__WORK TASK__
Filter the listing below down to the lines holding the word "Locate", and copy those lines.

__SOURCE MATERIAL__
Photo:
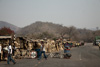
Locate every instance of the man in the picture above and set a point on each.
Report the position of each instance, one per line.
(99, 45)
(0, 51)
(10, 54)
(43, 50)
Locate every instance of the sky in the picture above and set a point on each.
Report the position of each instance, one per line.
(78, 13)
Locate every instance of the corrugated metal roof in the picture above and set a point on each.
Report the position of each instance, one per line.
(5, 37)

__SOLUTION FOR THIS TASK__
Locate every instance of the man in the picture above and set a point on each.
Locate every instance of the sky in the picture above and set a point on each.
Locate every instance of the corrugated metal roof in the picture above and set a point on each.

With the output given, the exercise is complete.